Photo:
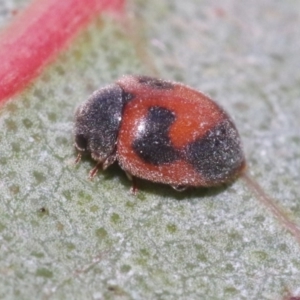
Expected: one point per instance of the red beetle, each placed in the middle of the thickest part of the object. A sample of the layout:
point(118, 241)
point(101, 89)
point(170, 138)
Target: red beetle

**TO BE DONE**.
Please revise the rows above so that every "red beetle" becomes "ladybug", with nothing else changed, and omit the pictures from your version.

**RESPONSE TO THIS TASK**.
Photo:
Expected: one point per instance of the ladybug, each placed in the middle of the thickest part of the object. A sample of the layout:
point(118, 241)
point(101, 89)
point(170, 138)
Target: ladybug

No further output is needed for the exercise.